◆ Activity 1
According to the call transcript, roughly what share of the allocation of ARV tenders is based on price?
◆ Activity 2
Translate this sentence from the call transcript into Spanish: "We have BronCleer with codeine, which is quite a big product for us, but it's really had a pretty thin margin."
◆ Activity 3
Write out the call transcript word for word, from "Tumi, look, our" up to and including "level of accreditation.".

Also a follow-up question from Tumi. The Level 2 [ B-BBEE ] status, will this impact potential future ARV tender awards by government?

Andrew Hall

executive
#14

Tumi, look, our [ B-BBEE ] status is important to us because we believe that -- particularly in what it contributes back to society. So we focus on preferential procurement and we focus on enterprise and supply development because those are the 2 areas where we can really affect the communities around us. If you look at the scoring system though for ARV tenders, a very small portion is allocated to your [ B-BBEE ] status. I think about 90% of the allocation of ARV tenders, in fact, is price. And that's why we are frankly now a smaller player in the ARV tender than we were 1 year ago. So we don't think it will make any particularly big difference, but we do believe that it's important for the company to maintain that level of accreditation.

Dorette Neethling

executive
#15

We have a question from Charles Boles from Titanium Capital. He asks, can we please update him on the regulations controls regarding codeine? And do we see any further impacts in the future?

Andrew Hall

executive
#16

Charles, thanks. I'm assuming you're talking about just our South African markets, are unrelated to this permit issue in India, but if I'm wrong, you can correct me afterwards. Effectively, what's happened here with codeine is, the scheduling status of codeine is being reviewed by SAHPRA, and it's now a number of years. I can't remember exactly when the review started, but it certainly is pre-COVID. So we're talking a long time. The latest bit of information SAHPRA requested from people who sell codeine-containing medicines was to support the efficacy and safety of the use of codeine in the population under the age of 12 years because it seems like they believe there may be a safety risk there. In any event, we've submitted all our data. We do what I call post-marketing reviews in terms of reports we get on our pharmacovigilance database. And we've seen no safety problems in that part of the population and submitted that information to SAHPRA. Of course, the ultimate decision on any scheduling status lies with the regulator. We did notice this week, in fact, that what the U.K. authority has done, it's called the [ MHRAs ], they've removed codeine-containing syrups from OTC or pharmacy only to prescription only. So it would appear that there is a focus, particularly on the syrups in that regard. And I guess there's a possibility that SAHPRA might have a similar view. If syrups were up scheduled in South Africa, it's really not a big deal in our life. We have BronCleer with codeine, which is quite a big product for us, but it's really had a pretty thin margin. So if that got up scheduled, we wouldn't really have any difficulty with that at all. Of course, on the oral solid dosage forms like Adco-Dol and Myprodol and Genpayne on the like -- and the like, we would think those things should stay at schedule too because effectively, that improves access to painkillers, particularly in a market like ours where people can't traditionally access health care facilities. So that's kind of what we would hope would happen.

Dorette Neethling

executive
#17

Thank you, Andy. So there are no further questions on the webcast. So I'll hand back to Chris to -- and thank you very much for joining us today.

Andrew Hall

executive
#18

Thanks, everybody. We appreciate it.

Operator

operator
#19

Thank you very much. Ladies and gentlemen, that concludes today's event, and you may now disconnect your lines.

◆ Listed entries
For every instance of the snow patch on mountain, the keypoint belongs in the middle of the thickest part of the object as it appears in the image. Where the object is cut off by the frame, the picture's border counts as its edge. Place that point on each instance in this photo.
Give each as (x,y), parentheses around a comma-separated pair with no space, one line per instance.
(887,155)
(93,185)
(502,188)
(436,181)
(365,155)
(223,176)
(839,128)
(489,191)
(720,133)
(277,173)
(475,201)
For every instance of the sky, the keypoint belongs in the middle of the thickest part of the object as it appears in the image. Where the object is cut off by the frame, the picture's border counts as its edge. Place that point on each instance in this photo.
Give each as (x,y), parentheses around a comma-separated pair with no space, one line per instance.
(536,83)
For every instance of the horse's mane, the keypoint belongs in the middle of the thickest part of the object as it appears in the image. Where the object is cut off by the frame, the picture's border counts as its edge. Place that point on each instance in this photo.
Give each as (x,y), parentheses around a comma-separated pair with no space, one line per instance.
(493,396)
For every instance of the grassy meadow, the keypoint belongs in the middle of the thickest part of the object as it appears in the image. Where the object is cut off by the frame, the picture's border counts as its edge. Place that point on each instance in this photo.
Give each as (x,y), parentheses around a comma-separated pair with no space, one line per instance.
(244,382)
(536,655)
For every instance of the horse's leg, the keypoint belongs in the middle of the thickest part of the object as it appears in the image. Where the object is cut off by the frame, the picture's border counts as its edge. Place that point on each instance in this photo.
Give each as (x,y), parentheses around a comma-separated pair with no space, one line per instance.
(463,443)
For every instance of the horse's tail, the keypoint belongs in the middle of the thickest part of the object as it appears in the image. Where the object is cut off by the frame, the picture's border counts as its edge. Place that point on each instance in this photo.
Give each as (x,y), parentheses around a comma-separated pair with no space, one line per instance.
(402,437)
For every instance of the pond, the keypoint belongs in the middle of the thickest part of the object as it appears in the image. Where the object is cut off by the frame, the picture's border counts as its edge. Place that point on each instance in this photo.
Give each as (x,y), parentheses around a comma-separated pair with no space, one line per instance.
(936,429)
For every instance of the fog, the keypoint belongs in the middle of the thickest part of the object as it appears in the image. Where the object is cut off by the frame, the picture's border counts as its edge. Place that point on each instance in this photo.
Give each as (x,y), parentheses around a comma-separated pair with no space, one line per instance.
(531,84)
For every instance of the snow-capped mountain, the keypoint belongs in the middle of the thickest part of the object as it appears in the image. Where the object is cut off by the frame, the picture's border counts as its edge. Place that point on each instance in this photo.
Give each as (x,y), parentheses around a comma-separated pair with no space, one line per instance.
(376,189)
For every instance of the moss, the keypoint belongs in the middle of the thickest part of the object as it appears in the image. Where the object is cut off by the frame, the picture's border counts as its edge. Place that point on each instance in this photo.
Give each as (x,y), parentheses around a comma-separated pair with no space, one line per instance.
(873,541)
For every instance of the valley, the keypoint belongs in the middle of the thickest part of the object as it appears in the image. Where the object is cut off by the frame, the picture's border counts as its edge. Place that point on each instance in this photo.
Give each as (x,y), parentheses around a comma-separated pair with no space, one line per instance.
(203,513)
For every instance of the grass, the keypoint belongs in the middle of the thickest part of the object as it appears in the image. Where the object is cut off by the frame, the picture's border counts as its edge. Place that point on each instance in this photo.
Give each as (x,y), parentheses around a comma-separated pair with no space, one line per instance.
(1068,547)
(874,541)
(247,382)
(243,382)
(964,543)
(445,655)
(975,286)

◆ Reply 1
About 90%.

◆ Reply 2
Tenemos BronCleer con codeína, que es un producto bastante grande para nosotros, pero en realidad ha tenido un margen bastante reducido.

◆ Reply 3
Tumi, look, our [ B-BBEE ] status is important to us because we believe that -- particularly in what it contributes back to society. So we focus on preferential procurement and we focus on enterprise and supply development because those are the 2 areas where we can really affect the communities around us. If you look at the scoring system though for ARV tenders, a very small portion is allocated to your [ B-BBEE ] status. I think about 90% of the allocation of ARV tenders, in fact, is price. And that's why we are frankly now a smaller player in the ARV tender than we were 1 year ago. So we don't think it will make any particularly big difference, but we do believe that it's important for the company to maintain that level of accreditation.